Dataset rows -
===

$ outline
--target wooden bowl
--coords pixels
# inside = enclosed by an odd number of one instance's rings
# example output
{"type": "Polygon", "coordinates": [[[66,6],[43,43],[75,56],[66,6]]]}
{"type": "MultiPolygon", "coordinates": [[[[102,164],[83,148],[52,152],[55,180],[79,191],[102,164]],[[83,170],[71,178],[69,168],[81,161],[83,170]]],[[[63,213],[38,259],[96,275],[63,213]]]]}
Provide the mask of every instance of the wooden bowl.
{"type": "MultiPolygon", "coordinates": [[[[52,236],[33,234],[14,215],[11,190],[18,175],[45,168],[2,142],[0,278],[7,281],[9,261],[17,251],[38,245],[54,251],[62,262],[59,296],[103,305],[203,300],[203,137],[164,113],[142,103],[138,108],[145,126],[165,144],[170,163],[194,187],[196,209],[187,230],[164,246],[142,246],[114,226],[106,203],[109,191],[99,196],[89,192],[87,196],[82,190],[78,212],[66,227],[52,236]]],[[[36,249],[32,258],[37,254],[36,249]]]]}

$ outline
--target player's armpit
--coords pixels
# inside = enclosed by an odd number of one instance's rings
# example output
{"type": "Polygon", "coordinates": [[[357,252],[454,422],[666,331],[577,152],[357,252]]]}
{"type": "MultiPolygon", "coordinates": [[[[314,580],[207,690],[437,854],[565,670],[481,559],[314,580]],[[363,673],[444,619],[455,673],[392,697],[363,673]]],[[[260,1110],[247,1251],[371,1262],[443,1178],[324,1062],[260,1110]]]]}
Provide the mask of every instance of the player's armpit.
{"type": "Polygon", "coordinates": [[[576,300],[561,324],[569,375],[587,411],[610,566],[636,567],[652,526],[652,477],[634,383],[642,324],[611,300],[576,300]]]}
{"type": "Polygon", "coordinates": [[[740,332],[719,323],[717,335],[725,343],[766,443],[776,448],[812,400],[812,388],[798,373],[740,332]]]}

===

The task - Can you reproduce all of the material above word for word, without changing a single character?

Answer for this exercise -
$ outline
--target wooden bowl
--coords pixels
# inside = enclosed by an odd number of one instance's rings
# example output
{"type": "Polygon", "coordinates": [[[66,6],[43,43],[75,56],[66,6]]]}
{"type": "MultiPolygon", "coordinates": [[[[102,164],[83,148],[52,152],[55,180],[79,191],[102,164]],[[83,170],[71,178],[69,168],[81,161],[83,170]]],[[[63,213],[38,259],[96,275],[63,213]]]]}
Provide the mask of every instance of the wooden bowl.
{"type": "MultiPolygon", "coordinates": [[[[52,236],[33,234],[14,215],[11,190],[18,175],[45,168],[2,142],[0,278],[7,281],[9,261],[17,251],[38,245],[54,251],[62,262],[59,296],[103,305],[203,300],[203,137],[164,113],[142,103],[138,108],[145,126],[165,144],[170,163],[194,187],[196,209],[187,230],[164,246],[142,246],[114,226],[106,203],[109,191],[99,196],[89,192],[87,196],[82,190],[78,212],[66,227],[52,236]]],[[[36,249],[32,258],[37,254],[36,249]]]]}

$ outline
--target player's armpit
--coords pixels
# inside = enclosed by an odd number of one instance's rings
# example output
{"type": "Polygon", "coordinates": [[[357,252],[454,422],[666,331],[577,152],[357,252]]]}
{"type": "MultiPolygon", "coordinates": [[[[314,580],[207,690],[437,854],[565,670],[481,559],[314,580]],[[363,673],[444,619],[455,673],[392,697],[363,673]]],[[[260,1110],[247,1251],[371,1262],[443,1178],[324,1062],[260,1110]]]]}
Provide the mask of every instance of the player's armpit.
{"type": "Polygon", "coordinates": [[[576,300],[561,324],[569,375],[587,411],[610,566],[636,567],[652,526],[652,477],[634,383],[642,324],[611,300],[576,300]]]}
{"type": "Polygon", "coordinates": [[[740,332],[719,323],[717,335],[725,343],[766,443],[776,448],[812,400],[812,388],[798,373],[740,332]]]}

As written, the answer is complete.